**GIVEN TASK**
Arrange all of the lines below as a numbered list, omitting any blank lines. Leave the pictures out of your answer.

────────────────────────────────────────

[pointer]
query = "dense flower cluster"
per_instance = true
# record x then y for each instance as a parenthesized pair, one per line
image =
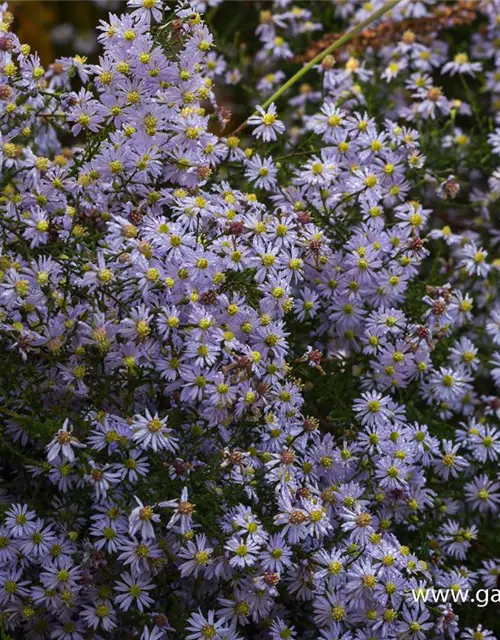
(250, 380)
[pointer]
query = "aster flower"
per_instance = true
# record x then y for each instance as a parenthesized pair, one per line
(267, 124)
(133, 590)
(62, 444)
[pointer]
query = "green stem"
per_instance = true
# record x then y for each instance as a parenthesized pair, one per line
(348, 35)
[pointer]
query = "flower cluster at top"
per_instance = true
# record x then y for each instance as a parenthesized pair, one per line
(250, 374)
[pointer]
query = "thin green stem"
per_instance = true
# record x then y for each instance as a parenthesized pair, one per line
(348, 35)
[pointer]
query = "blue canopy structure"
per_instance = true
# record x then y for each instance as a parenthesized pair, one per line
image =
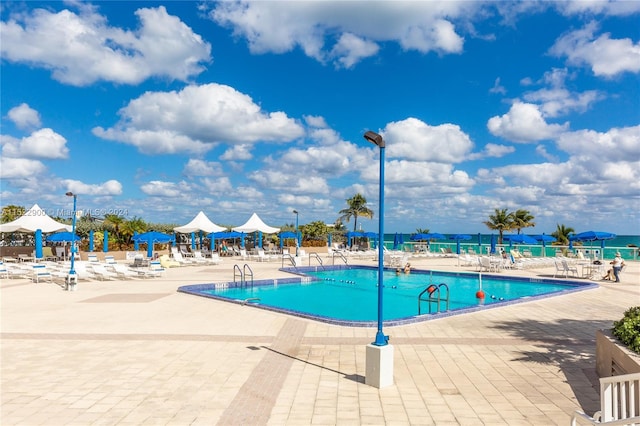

────────────────────────────────────────

**THE RESULT**
1. [pointer]
2. query = "dense flower cluster"
3. per_instance = true
4. # record x then y for each instance as a parenthesized pair, one per line
5. image =
6. (250, 380)
7. [pointer]
8. query = "aster flower"
9. per_instance = true
10. # record x then y for each instance as a parenthesized pair, one per line
11. (267, 124)
12. (133, 590)
13. (62, 444)
14. [pointer]
15. query = "green stem"
16. per_instance = true
17. # record x then y for each instance as a parenthesized pair, one per line
18. (348, 35)
19. [pointer]
20. query = "flower cluster at top"
21. per_instance = true
22. # record x then y for each instance as a parenthesized pair, one per line
23. (250, 374)
24. [pointer]
25. query = "thin green stem"
26. per_instance = true
27. # record x then y for each instance as a parenthesized pair, one per line
28. (348, 35)
29. [pointer]
30. query = "blue canopy structure"
31. per_instance = true
32. # record x then y for each instance as a parenthesized pair, one per line
33. image =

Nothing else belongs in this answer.